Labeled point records

════════

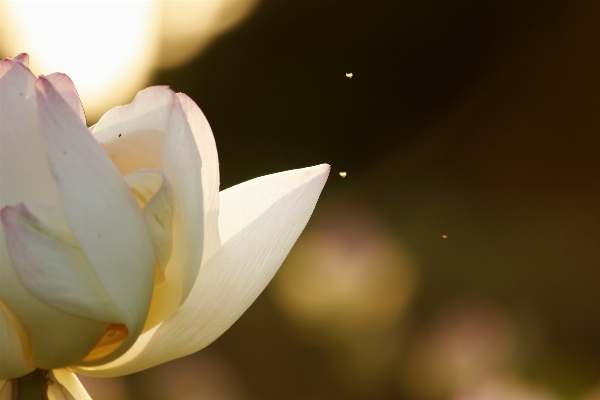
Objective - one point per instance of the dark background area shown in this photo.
(473, 119)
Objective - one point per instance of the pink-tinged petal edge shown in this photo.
(64, 85)
(101, 210)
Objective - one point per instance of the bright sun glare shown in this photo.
(110, 48)
(106, 47)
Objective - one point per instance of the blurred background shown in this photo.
(459, 257)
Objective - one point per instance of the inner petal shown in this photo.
(132, 151)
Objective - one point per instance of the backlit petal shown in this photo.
(182, 168)
(232, 279)
(102, 212)
(15, 347)
(66, 386)
(52, 266)
(64, 85)
(133, 135)
(23, 58)
(57, 338)
(155, 194)
(24, 170)
(205, 143)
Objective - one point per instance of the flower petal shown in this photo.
(133, 135)
(14, 346)
(52, 266)
(66, 386)
(24, 171)
(156, 195)
(102, 212)
(56, 337)
(205, 142)
(64, 85)
(182, 168)
(232, 279)
(23, 58)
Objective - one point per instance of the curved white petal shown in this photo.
(64, 85)
(232, 279)
(23, 58)
(66, 386)
(155, 193)
(51, 264)
(14, 346)
(133, 135)
(102, 212)
(205, 142)
(57, 338)
(24, 170)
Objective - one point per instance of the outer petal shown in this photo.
(101, 210)
(24, 170)
(66, 386)
(64, 85)
(182, 168)
(56, 337)
(23, 58)
(52, 266)
(133, 135)
(205, 142)
(233, 278)
(14, 346)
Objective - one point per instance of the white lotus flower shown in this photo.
(117, 250)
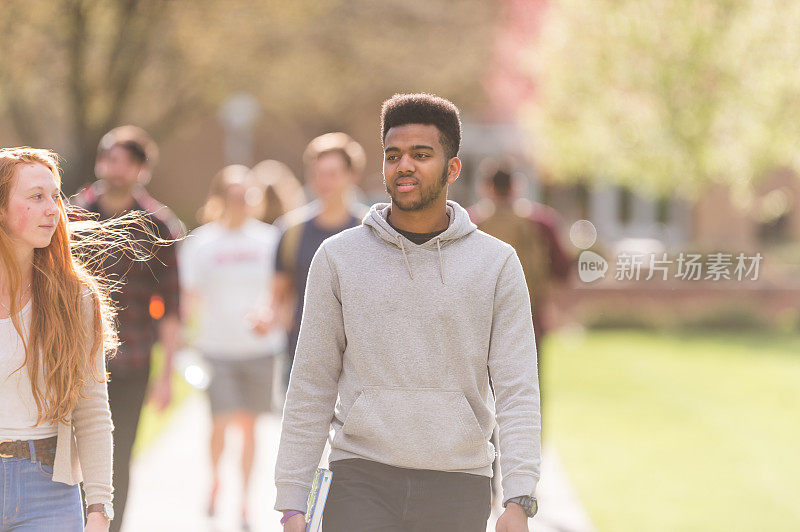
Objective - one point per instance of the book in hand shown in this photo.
(317, 498)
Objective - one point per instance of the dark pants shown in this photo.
(369, 496)
(125, 396)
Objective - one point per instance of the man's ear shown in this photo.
(144, 175)
(453, 169)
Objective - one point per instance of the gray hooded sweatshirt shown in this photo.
(397, 345)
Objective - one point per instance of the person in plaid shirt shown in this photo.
(147, 294)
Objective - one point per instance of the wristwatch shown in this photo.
(103, 508)
(527, 502)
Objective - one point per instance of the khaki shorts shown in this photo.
(240, 384)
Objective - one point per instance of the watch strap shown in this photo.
(104, 509)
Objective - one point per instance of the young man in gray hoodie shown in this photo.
(416, 339)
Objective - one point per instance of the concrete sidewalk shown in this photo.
(171, 479)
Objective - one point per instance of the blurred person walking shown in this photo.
(531, 229)
(148, 294)
(56, 328)
(406, 319)
(282, 190)
(333, 163)
(226, 269)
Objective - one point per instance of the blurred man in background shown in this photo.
(333, 164)
(531, 229)
(226, 270)
(148, 291)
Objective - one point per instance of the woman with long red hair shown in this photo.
(55, 332)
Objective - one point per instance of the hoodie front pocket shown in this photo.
(419, 428)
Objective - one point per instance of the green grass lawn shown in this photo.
(669, 432)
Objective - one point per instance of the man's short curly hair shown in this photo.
(422, 108)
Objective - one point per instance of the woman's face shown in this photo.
(32, 213)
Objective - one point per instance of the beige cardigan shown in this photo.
(85, 445)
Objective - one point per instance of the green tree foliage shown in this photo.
(70, 70)
(667, 95)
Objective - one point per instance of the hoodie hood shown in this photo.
(460, 226)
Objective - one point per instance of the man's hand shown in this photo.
(296, 523)
(161, 392)
(513, 519)
(96, 522)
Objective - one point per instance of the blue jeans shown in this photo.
(31, 501)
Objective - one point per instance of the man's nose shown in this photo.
(406, 164)
(52, 207)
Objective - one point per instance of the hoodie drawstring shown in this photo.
(408, 266)
(441, 264)
(403, 249)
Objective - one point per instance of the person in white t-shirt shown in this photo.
(226, 268)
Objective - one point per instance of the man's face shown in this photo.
(416, 170)
(329, 177)
(33, 208)
(120, 169)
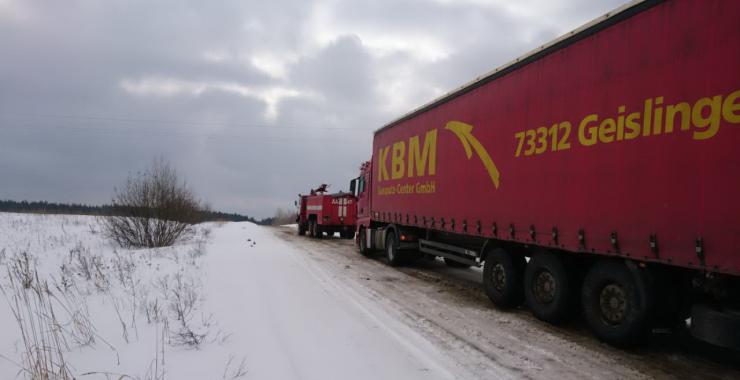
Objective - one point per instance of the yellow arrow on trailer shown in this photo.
(465, 133)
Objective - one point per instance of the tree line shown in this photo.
(44, 207)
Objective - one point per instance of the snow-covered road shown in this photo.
(293, 322)
(292, 307)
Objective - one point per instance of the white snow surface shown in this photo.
(258, 300)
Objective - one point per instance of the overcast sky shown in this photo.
(252, 101)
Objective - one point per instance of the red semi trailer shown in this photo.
(597, 173)
(319, 213)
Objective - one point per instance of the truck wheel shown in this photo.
(503, 278)
(455, 264)
(616, 301)
(362, 243)
(547, 288)
(391, 251)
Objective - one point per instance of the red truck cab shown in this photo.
(321, 213)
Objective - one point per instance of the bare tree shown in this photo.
(153, 209)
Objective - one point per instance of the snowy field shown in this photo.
(234, 301)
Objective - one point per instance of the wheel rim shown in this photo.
(545, 287)
(613, 304)
(498, 277)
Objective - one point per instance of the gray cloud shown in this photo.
(240, 96)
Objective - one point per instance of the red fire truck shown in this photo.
(320, 212)
(594, 175)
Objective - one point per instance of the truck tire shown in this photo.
(455, 264)
(362, 243)
(391, 250)
(617, 302)
(547, 288)
(503, 278)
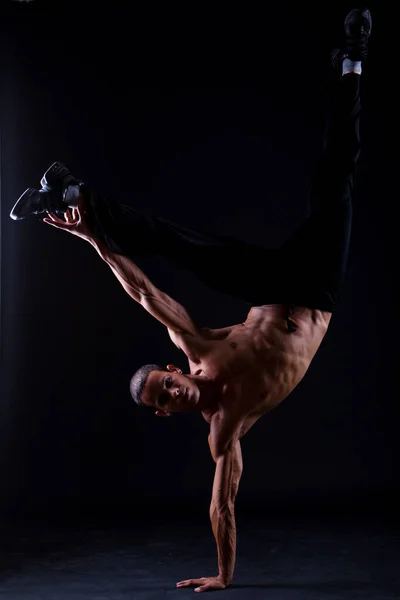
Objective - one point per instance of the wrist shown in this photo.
(225, 579)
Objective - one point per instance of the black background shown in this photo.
(212, 119)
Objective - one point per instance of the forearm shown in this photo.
(224, 529)
(131, 277)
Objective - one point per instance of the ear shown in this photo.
(174, 368)
(161, 413)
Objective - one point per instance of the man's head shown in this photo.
(167, 389)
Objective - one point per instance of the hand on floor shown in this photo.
(205, 583)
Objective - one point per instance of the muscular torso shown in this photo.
(259, 362)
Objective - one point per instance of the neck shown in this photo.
(210, 393)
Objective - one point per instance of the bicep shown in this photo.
(169, 312)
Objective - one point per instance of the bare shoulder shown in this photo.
(225, 427)
(196, 345)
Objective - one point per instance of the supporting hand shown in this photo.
(205, 583)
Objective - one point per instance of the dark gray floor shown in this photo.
(277, 559)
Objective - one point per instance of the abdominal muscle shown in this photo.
(260, 361)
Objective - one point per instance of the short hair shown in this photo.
(138, 381)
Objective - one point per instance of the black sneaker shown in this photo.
(36, 202)
(60, 190)
(357, 30)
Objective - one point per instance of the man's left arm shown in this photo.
(229, 467)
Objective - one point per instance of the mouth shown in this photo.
(187, 397)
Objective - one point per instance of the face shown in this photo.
(171, 391)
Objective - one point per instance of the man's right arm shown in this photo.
(136, 283)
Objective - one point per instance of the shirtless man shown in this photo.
(238, 373)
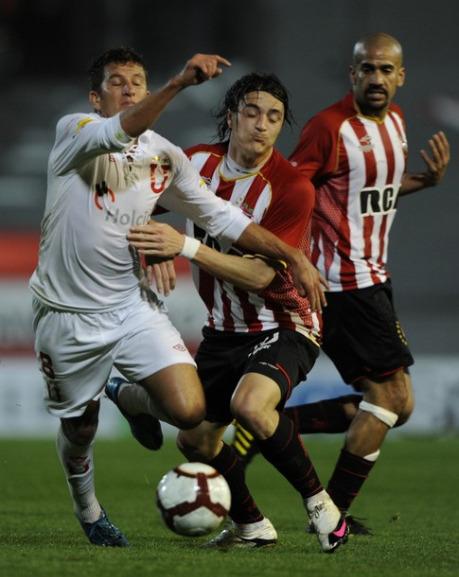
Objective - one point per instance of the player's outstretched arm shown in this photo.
(201, 67)
(156, 239)
(436, 164)
(251, 274)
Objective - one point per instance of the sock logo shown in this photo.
(265, 344)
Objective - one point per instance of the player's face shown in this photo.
(123, 86)
(255, 128)
(375, 77)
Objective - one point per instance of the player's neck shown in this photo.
(246, 164)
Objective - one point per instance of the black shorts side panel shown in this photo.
(362, 335)
(223, 358)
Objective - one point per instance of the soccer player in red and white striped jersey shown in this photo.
(261, 337)
(355, 154)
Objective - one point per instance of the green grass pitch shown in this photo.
(411, 502)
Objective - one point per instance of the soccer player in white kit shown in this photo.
(106, 172)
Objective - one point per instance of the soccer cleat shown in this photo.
(323, 517)
(261, 534)
(144, 427)
(103, 533)
(244, 444)
(356, 527)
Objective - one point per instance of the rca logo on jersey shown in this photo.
(376, 201)
(160, 172)
(366, 145)
(101, 192)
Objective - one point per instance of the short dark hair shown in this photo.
(121, 55)
(253, 82)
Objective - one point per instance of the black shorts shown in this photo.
(223, 358)
(362, 335)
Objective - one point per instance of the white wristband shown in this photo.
(190, 247)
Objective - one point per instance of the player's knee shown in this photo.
(80, 433)
(406, 412)
(195, 449)
(189, 416)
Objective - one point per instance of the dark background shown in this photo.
(46, 47)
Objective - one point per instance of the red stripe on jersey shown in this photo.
(210, 165)
(206, 292)
(249, 311)
(390, 156)
(382, 240)
(228, 322)
(253, 194)
(347, 267)
(225, 189)
(398, 128)
(370, 180)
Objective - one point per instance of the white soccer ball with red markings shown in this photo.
(193, 499)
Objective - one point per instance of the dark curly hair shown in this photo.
(121, 55)
(253, 82)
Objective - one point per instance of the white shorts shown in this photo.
(77, 351)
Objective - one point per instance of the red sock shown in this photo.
(348, 477)
(287, 453)
(327, 416)
(243, 507)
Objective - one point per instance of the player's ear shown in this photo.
(94, 100)
(401, 77)
(352, 74)
(229, 120)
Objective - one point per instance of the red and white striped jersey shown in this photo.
(356, 164)
(279, 198)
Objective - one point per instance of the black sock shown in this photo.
(348, 477)
(327, 416)
(243, 507)
(286, 452)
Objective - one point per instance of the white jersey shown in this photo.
(100, 184)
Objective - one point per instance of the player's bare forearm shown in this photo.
(306, 277)
(250, 274)
(201, 67)
(162, 240)
(436, 164)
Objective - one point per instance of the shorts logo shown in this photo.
(265, 344)
(101, 192)
(179, 347)
(82, 123)
(160, 172)
(366, 145)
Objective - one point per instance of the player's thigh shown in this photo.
(362, 335)
(284, 359)
(177, 391)
(74, 360)
(150, 343)
(203, 440)
(255, 393)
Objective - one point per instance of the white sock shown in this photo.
(135, 400)
(77, 461)
(263, 529)
(320, 497)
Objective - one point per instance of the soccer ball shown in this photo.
(193, 499)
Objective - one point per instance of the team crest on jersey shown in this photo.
(160, 173)
(101, 192)
(366, 144)
(247, 209)
(404, 144)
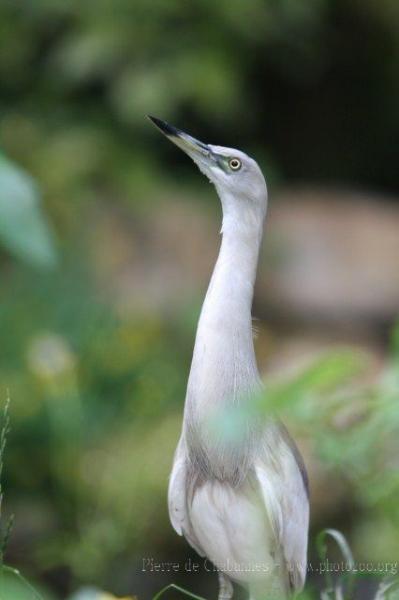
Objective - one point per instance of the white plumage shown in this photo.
(240, 500)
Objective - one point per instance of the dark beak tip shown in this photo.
(163, 126)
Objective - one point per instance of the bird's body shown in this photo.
(239, 499)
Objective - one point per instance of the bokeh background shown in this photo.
(108, 237)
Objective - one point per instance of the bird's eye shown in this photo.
(234, 164)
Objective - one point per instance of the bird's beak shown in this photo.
(197, 150)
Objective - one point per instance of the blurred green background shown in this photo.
(108, 236)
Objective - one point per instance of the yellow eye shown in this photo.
(234, 164)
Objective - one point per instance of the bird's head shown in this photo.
(237, 177)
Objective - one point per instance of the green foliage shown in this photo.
(24, 229)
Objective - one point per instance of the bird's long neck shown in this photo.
(224, 366)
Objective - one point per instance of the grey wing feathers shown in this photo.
(286, 501)
(177, 499)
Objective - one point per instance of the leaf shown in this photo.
(172, 586)
(24, 229)
(13, 586)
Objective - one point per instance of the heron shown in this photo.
(241, 501)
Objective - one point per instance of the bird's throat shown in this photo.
(224, 369)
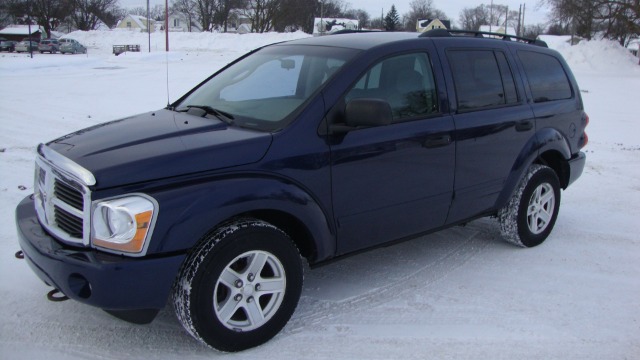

════════

Return every line of the material that contains the string "yellow", copying each line in full.

Objective - one point per instance of the yellow arrow on trailer shown in this photo.
Objective - one point per instance of the yellow eye shown in this photo.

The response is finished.